----- DATEN ZUR AUFGABE -----

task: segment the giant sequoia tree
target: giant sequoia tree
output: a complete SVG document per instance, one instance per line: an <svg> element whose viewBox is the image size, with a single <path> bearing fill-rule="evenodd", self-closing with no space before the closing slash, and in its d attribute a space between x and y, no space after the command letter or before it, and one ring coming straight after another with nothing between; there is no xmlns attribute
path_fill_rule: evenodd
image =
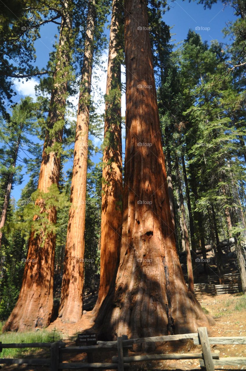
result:
<svg viewBox="0 0 246 371"><path fill-rule="evenodd" d="M120 32L122 8L113 0L109 36L102 170L100 280L94 311L108 291L117 267L122 223Z"/></svg>
<svg viewBox="0 0 246 371"><path fill-rule="evenodd" d="M72 323L80 319L82 311L86 172L95 12L95 0L90 0L74 145L71 206L59 310L59 316L62 320Z"/></svg>
<svg viewBox="0 0 246 371"><path fill-rule="evenodd" d="M105 335L195 332L207 318L186 286L168 200L147 4L125 1L126 142L119 266L96 326Z"/></svg>
<svg viewBox="0 0 246 371"><path fill-rule="evenodd" d="M38 190L47 193L53 184L58 185L60 163L60 152L69 78L71 3L65 1L62 9L60 31L53 77L53 89L47 118L47 128L44 145ZM50 223L55 223L55 207L46 209L45 203L39 198L36 204L40 213L47 213ZM39 219L38 216L35 220ZM4 327L4 330L26 330L49 324L53 306L53 279L55 236L33 231L28 250L22 285L16 304Z"/></svg>

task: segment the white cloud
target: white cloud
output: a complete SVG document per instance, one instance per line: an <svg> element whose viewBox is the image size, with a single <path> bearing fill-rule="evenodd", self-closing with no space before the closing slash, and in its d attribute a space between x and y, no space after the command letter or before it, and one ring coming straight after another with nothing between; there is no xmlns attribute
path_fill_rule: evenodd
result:
<svg viewBox="0 0 246 371"><path fill-rule="evenodd" d="M20 81L18 79L13 79L13 82L15 90L20 95L29 95L34 99L36 98L35 86L39 83L37 80L33 77L27 81L25 79Z"/></svg>

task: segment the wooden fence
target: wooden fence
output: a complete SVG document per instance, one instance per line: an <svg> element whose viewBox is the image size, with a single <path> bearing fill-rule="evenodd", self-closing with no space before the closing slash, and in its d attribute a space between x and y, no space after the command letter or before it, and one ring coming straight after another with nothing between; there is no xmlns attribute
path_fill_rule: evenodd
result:
<svg viewBox="0 0 246 371"><path fill-rule="evenodd" d="M229 273L222 276L222 283L219 283L219 277L216 275L209 275L210 283L203 282L195 283L196 294L210 294L221 295L222 294L234 294L242 290L242 283L239 273ZM187 284L188 286L188 284Z"/></svg>
<svg viewBox="0 0 246 371"><path fill-rule="evenodd" d="M128 355L128 349L134 344L161 342L186 339L192 340L194 345L201 345L201 352ZM220 358L219 352L212 353L210 345L213 344L246 345L246 336L208 337L207 328L200 327L198 329L198 332L193 334L129 339L128 339L127 336L123 336L119 337L116 341L98 341L96 345L81 347L67 347L65 343L62 342L20 344L0 343L0 351L3 348L47 348L50 349L50 358L44 359L0 358L0 364L24 364L32 366L47 366L51 371L81 368L112 369L124 371L124 368L129 369L131 362L166 359L199 359L201 367L205 367L207 371L214 371L215 365L236 365L238 366L239 368L239 367L246 365L246 357ZM94 354L105 352L106 351L115 351L117 355L112 357L111 362L95 363L93 362ZM74 353L87 353L87 362L65 362L63 361L64 354Z"/></svg>

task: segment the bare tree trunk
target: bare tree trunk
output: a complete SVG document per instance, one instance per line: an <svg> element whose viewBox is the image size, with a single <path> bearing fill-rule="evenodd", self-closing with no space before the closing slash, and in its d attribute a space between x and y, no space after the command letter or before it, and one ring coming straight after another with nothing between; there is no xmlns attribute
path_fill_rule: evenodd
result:
<svg viewBox="0 0 246 371"><path fill-rule="evenodd" d="M214 233L215 234L215 239L216 240L216 250L217 253L217 266L218 267L219 271L220 274L220 277L221 277L221 275L223 274L223 264L222 263L222 257L223 253L221 250L221 248L220 246L220 240L219 238L219 234L218 233L218 228L217 228L217 223L215 216L215 211L213 204L211 203L211 209L212 210L212 218L214 225Z"/></svg>
<svg viewBox="0 0 246 371"><path fill-rule="evenodd" d="M177 226L175 216L175 207L174 206L174 200L173 197L173 182L172 181L172 167L171 162L171 156L170 151L168 148L165 152L165 158L166 160L166 166L167 168L167 191L168 192L170 210L172 218L173 227L175 237L175 242L177 251L178 250L178 238L177 235Z"/></svg>
<svg viewBox="0 0 246 371"><path fill-rule="evenodd" d="M22 130L22 128L20 128L21 130ZM18 152L19 150L19 147L20 146L20 137L19 137L17 140L17 142L16 145L15 151L14 152L14 158L13 159L13 163L12 164L12 167L14 169L15 168L16 165L16 160L17 159L17 156L18 155ZM3 200L3 209L2 210L2 213L1 217L1 221L0 221L0 250L1 250L1 247L2 244L2 240L3 239L3 232L2 229L3 228L5 224L5 221L6 221L6 217L7 217L7 212L8 210L8 207L9 206L9 198L10 197L10 192L11 192L11 188L12 188L12 183L13 180L13 177L14 176L13 173L11 173L9 177L9 179L8 180L8 183L7 186L7 189L6 190L6 192L4 195L4 199Z"/></svg>
<svg viewBox="0 0 246 371"><path fill-rule="evenodd" d="M106 88L102 170L101 272L95 314L108 293L119 259L122 228L121 60L119 26L122 7L113 0L109 36Z"/></svg>
<svg viewBox="0 0 246 371"><path fill-rule="evenodd" d="M81 318L83 286L85 224L88 138L93 59L95 0L88 4L71 186L59 317L74 323Z"/></svg>
<svg viewBox="0 0 246 371"><path fill-rule="evenodd" d="M188 182L187 173L186 172L186 164L184 162L184 157L183 155L181 155L181 160L182 167L183 169L183 174L184 174L184 184L186 186L186 198L187 200L187 206L188 207L188 210L189 213L190 233L190 240L191 243L191 251L192 252L192 254L191 255L191 260L192 262L192 266L193 267L193 273L194 278L194 281L197 282L198 281L198 273L197 272L197 262L196 261L196 259L197 257L197 253L196 239L195 237L194 223L193 219L192 210L191 209L191 204L190 202L190 190L189 189L189 185Z"/></svg>
<svg viewBox="0 0 246 371"><path fill-rule="evenodd" d="M69 4L65 1L63 9L57 52L58 62L48 118L48 129L37 187L46 193L52 184L58 185L59 180L60 160L57 147L61 145L62 140L70 52L72 24ZM61 70L65 67L66 69L61 76ZM36 200L36 204L40 207L41 213L48 213L49 222L55 223L55 207L46 209L44 200L40 199ZM38 217L36 216L34 220ZM44 233L36 236L34 231L31 233L22 285L18 301L5 324L4 331L27 331L37 327L45 327L49 324L53 306L55 236L50 233L44 241Z"/></svg>
<svg viewBox="0 0 246 371"><path fill-rule="evenodd" d="M125 7L126 141L121 256L115 287L101 306L95 327L110 337L196 331L209 322L186 287L175 246L147 7L142 0L126 0Z"/></svg>
<svg viewBox="0 0 246 371"><path fill-rule="evenodd" d="M192 269L192 264L191 263L191 257L190 255L190 242L189 241L189 235L187 229L187 226L186 221L186 213L184 209L184 196L183 192L182 190L182 184L181 183L181 179L180 177L180 173L179 171L178 165L178 161L177 157L175 158L175 162L176 165L176 171L177 176L177 180L178 182L178 193L179 194L179 199L180 203L180 212L181 213L181 219L182 220L182 224L183 227L183 231L184 232L184 244L185 247L185 251L186 255L186 263L187 264L187 272L188 273L188 288L189 290L193 294L195 293L195 288L194 288L194 280L193 277L193 270Z"/></svg>

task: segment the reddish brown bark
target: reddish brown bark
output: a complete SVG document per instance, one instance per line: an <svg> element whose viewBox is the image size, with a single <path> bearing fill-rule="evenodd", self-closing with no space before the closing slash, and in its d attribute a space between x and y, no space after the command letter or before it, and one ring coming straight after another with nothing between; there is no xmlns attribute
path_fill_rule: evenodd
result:
<svg viewBox="0 0 246 371"><path fill-rule="evenodd" d="M126 0L125 7L126 142L120 263L115 288L101 306L96 326L110 337L194 332L209 322L186 286L175 246L147 5Z"/></svg>
<svg viewBox="0 0 246 371"><path fill-rule="evenodd" d="M189 235L188 233L188 229L187 229L187 226L186 221L186 213L185 209L184 209L184 196L183 196L183 192L182 190L182 184L181 184L180 173L179 171L178 161L178 159L177 157L176 157L175 160L177 180L178 181L178 194L179 195L180 202L180 213L181 214L181 219L182 221L182 225L183 227L185 251L186 255L188 287L190 291L191 291L191 292L193 292L193 293L195 293L194 280L193 277L193 270L192 269L192 263L191 262L191 256L190 254Z"/></svg>
<svg viewBox="0 0 246 371"><path fill-rule="evenodd" d="M113 0L109 36L102 170L101 272L95 313L108 293L118 268L122 225L122 155L119 26L122 7Z"/></svg>
<svg viewBox="0 0 246 371"><path fill-rule="evenodd" d="M22 130L22 127L21 125L20 128L21 130ZM16 160L17 159L17 156L18 155L18 152L19 150L20 142L20 137L19 137L16 145L14 155L13 159L13 162L12 165L12 167L13 168L14 168L16 165ZM2 213L1 217L1 221L0 221L0 250L1 250L2 240L3 239L3 232L2 232L2 228L3 228L4 227L5 224L5 221L6 220L7 212L8 209L8 207L9 206L9 198L10 197L10 192L11 192L12 183L13 180L13 176L14 174L13 173L11 173L9 175L9 179L8 180L6 192L4 195L3 200L3 209L2 209Z"/></svg>
<svg viewBox="0 0 246 371"><path fill-rule="evenodd" d="M70 207L59 317L74 323L82 313L83 256L88 138L95 20L94 0L88 4L85 53L74 144Z"/></svg>
<svg viewBox="0 0 246 371"><path fill-rule="evenodd" d="M61 76L60 69L68 66L70 53L70 31L71 21L68 11L68 2L64 2L62 19L59 45L57 51L58 62L54 75L54 88L51 95L48 118L49 129L44 145L38 189L49 191L53 184L58 185L60 158L56 147L62 139L60 123L64 119L68 72ZM56 124L60 128L55 131ZM52 134L53 133L53 134ZM54 146L55 151L52 151ZM47 151L47 148L51 150ZM41 213L48 213L49 221L55 223L56 211L53 207L46 210L44 200L37 200L36 204ZM38 217L37 216L35 219ZM47 326L50 322L53 306L53 278L55 262L55 236L50 233L44 241L44 233L35 236L31 233L28 242L27 261L19 298L7 321L4 331L26 331L35 327Z"/></svg>

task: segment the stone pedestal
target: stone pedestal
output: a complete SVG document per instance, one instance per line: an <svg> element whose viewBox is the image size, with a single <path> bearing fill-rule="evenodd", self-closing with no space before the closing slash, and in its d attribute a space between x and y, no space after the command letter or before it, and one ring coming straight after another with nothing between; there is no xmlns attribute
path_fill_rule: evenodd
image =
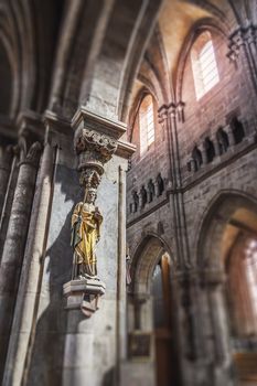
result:
<svg viewBox="0 0 257 386"><path fill-rule="evenodd" d="M66 309L81 309L85 317L99 308L99 297L105 294L105 283L97 279L71 280L63 286Z"/></svg>

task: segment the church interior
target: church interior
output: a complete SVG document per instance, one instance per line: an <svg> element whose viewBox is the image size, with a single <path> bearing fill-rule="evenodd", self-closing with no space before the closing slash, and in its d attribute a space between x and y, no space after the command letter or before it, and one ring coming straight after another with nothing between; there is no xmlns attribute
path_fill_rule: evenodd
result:
<svg viewBox="0 0 257 386"><path fill-rule="evenodd" d="M0 0L0 384L257 385L257 0Z"/></svg>

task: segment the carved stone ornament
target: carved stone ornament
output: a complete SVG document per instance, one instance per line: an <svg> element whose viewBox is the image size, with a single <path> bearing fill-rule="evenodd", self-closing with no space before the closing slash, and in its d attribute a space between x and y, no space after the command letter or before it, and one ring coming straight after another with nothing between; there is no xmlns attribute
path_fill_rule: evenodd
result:
<svg viewBox="0 0 257 386"><path fill-rule="evenodd" d="M117 141L107 135L84 128L75 132L74 146L78 156L78 171L83 171L81 183L88 186L89 179L96 187L104 173L104 164L117 149Z"/></svg>

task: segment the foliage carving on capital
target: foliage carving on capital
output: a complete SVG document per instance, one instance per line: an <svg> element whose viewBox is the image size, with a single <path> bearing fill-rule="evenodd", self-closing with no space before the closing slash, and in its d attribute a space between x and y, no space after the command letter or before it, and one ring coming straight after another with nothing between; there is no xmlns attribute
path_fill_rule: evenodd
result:
<svg viewBox="0 0 257 386"><path fill-rule="evenodd" d="M99 153L97 158L104 164L111 159L117 141L95 130L82 129L75 135L75 149L78 154L87 150Z"/></svg>
<svg viewBox="0 0 257 386"><path fill-rule="evenodd" d="M78 156L81 185L97 189L104 173L104 164L111 159L117 149L117 141L95 130L78 129L75 132L74 147Z"/></svg>

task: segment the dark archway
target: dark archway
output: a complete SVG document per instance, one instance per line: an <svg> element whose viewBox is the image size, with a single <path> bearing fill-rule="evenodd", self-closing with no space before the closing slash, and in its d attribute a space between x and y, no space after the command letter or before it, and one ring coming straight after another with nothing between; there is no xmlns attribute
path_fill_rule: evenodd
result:
<svg viewBox="0 0 257 386"><path fill-rule="evenodd" d="M215 277L215 283L205 279L205 293L219 363L232 361L240 383L256 382L256 200L236 191L216 196L202 223L197 251L203 276L211 271Z"/></svg>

-----

### [ARBEITSANWEISUNG]
Gib jede Zeile der obigen Daten, in der die Zeichenkette „carved“ vorkommt, vollständig wieder. Groß- und Kleinschreibung ist dabei zu beachten.

### [ERWARTETE AUSGABE]
task: segment the carved stone ornament
target: carved stone ornament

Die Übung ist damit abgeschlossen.